▶ [Task list]:
1. According to the text on 1940s films, which film did Kurosawa produce in 1949?
2. Gather every line in the listing that contains the word "Where".

So it’s not surprising that a lot of talent drifted over to Hollywood, with those kinds of salaries being given out. At the same time however, great films were being made, despite the craziness.  By the 1940’s a number of superlative films had been produced. Indeed, in that decade alone were some of the most favoured (British and American) films:

1940:  Fantasia, The Grapes of Wrath. Rebecca, His Girl Friday, The Great Dictator, The Philadelphia Story.

1941: Sullivan’s Travels, The Little Foxes, The Maltese Falcon, Citizen Kane

1942: The Magnificent Ambersons, Casablanca

1944: Arsenic and Old Lace, To Have and Have Not, Meet Me in St. Louis, Double Indemnity

1945: Mildred Pierce, Spellbound

1946: The Stranger, Gilda, The Killers, The Big Sleep, Notorious, It’s A Wonderful Life, Gaslight.

1947: Black Narcissus, Miracle on 34th Street, Out of the Past.

1948: Letter from an Unknown Woman, Rope, Key Largo, Red River, The Treasure of the Sierra Madre

1949: Adam’s Rib, All the King’s Men, White Heat, The Third Man

There were a few standout films being made elsewhere. In 1943 Carl Dreyer’s Day of Wrath and Henri-George Clouzot’s Le Corbeau were made. Also In France, Marcel Carné’s Les Enfants du Paradis (1945) and Cocteau’s La Belle et Le Bête (1946). In Italy Vittorio De Sica made The Bicycle Thief (1948) and in Japan Kurosawa produced Drunken Angel (1948) and Stray Dog (1949).

▶ [Dataset entries]:

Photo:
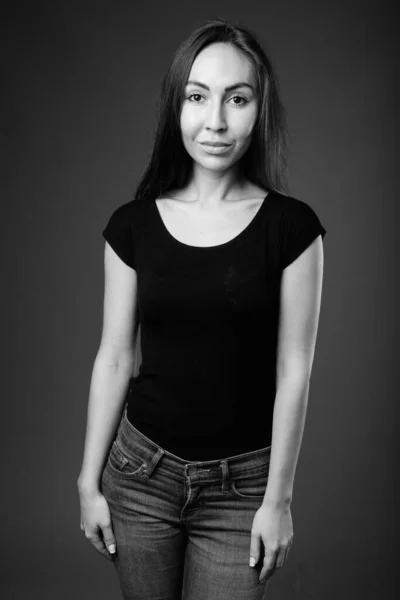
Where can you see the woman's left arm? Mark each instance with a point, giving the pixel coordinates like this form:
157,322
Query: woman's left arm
301,290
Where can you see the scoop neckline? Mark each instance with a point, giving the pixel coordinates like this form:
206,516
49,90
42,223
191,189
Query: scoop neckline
215,246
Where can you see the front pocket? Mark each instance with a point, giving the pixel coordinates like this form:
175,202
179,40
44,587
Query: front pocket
124,465
250,487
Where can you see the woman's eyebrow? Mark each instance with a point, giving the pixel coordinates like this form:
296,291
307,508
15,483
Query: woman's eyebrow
227,89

▶ [Outputs]:
1. Stray Dog

2.
Where can you see the woman's left arm? Mark each instance with a point, giving the pixel coordinates like this form:
Where can you see the scoop neckline? Mark each instance with a point, giving the pixel coordinates like this form:
Where can you see the front pocket? Mark each instance with a point, giving the pixel coordinates like this form:
Where can you see the woman's eyebrow? Mark each instance with a point, giving the pixel coordinates like this form:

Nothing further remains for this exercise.